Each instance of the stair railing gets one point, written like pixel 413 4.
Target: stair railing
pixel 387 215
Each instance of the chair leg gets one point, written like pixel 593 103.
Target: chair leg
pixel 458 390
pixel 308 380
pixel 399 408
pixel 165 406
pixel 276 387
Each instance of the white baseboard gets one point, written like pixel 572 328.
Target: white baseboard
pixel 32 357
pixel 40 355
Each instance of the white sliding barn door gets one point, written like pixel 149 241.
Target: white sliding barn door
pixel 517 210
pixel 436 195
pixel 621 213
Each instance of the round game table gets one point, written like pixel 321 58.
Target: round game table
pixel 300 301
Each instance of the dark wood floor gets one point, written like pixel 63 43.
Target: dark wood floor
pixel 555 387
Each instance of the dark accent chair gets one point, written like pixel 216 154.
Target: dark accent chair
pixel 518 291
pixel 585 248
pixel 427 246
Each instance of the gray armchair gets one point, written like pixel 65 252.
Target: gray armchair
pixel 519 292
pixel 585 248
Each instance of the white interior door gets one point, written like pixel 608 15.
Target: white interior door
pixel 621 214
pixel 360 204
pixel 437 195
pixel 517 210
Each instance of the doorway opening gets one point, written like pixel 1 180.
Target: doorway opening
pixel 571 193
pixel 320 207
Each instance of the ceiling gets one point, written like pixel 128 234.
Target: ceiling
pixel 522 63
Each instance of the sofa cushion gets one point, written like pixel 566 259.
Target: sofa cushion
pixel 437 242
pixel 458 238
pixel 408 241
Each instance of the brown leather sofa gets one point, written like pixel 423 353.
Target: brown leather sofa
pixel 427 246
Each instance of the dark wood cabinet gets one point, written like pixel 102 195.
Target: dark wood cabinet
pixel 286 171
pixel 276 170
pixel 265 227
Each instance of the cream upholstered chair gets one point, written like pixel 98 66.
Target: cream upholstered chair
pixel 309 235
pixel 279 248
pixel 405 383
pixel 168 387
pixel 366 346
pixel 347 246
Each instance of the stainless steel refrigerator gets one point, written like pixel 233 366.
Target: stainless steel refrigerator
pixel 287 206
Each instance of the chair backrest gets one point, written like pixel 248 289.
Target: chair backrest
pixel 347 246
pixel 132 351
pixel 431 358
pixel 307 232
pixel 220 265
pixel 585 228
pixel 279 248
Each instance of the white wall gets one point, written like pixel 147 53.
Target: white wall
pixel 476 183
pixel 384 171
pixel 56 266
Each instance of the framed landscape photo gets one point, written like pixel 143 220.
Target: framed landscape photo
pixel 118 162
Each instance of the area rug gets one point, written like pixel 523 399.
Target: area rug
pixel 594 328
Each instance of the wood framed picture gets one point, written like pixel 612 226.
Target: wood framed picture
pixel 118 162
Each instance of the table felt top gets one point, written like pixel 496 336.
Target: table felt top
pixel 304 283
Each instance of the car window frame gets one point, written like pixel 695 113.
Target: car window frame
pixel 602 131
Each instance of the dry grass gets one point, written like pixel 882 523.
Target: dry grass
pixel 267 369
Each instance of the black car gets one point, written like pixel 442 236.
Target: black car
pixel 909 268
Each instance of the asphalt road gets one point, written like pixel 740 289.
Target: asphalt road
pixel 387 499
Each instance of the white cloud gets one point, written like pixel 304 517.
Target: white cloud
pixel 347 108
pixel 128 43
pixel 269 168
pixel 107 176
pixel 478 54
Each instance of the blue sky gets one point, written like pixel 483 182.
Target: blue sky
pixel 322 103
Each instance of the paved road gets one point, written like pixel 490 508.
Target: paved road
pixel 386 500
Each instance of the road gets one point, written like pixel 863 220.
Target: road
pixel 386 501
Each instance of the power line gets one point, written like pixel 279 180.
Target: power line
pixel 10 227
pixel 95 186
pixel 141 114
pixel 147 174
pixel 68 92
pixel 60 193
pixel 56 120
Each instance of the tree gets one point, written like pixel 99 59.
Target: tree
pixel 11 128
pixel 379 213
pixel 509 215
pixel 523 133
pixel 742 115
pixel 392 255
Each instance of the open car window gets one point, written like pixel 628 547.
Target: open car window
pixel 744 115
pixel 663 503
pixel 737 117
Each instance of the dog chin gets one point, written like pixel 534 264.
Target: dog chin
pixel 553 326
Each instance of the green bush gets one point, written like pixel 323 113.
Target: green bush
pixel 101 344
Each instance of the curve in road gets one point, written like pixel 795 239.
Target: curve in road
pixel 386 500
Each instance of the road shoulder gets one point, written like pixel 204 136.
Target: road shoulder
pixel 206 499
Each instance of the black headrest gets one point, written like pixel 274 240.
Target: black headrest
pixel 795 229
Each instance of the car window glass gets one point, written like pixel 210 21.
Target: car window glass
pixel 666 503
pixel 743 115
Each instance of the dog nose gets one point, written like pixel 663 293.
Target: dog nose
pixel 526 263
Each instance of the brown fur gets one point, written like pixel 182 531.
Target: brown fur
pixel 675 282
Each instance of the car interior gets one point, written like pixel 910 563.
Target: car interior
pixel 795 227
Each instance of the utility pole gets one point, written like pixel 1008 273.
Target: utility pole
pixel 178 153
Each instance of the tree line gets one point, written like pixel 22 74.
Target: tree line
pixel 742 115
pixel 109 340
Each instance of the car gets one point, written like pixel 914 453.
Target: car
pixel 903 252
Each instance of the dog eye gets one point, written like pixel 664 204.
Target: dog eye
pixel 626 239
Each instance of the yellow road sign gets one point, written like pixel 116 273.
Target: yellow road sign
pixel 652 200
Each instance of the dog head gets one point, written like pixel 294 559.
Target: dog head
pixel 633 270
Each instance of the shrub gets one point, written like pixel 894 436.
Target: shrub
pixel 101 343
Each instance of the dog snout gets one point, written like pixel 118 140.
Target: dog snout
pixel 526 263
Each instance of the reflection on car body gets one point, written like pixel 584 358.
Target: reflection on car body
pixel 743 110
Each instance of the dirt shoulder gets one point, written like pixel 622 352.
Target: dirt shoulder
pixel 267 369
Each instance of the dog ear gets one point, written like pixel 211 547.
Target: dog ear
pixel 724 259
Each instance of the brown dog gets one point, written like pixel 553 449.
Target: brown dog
☆ ☆ ☆ ☆
_Directions_: Could you copy, character for character, the lines above that start with the one containing "Each instance of the utility" and finish with the one containing "pixel 903 252", including both of those lines?

_Answer to the problem_:
Each instance of the utility pole gets one point, written like pixel 1008 273.
Target: utility pole
pixel 178 153
Each instance of the tree line gets one point, written like pixel 22 74.
Target: tree line
pixel 742 115
pixel 109 340
Each instance of the car gets one point, written like pixel 914 453.
Target: car
pixel 903 252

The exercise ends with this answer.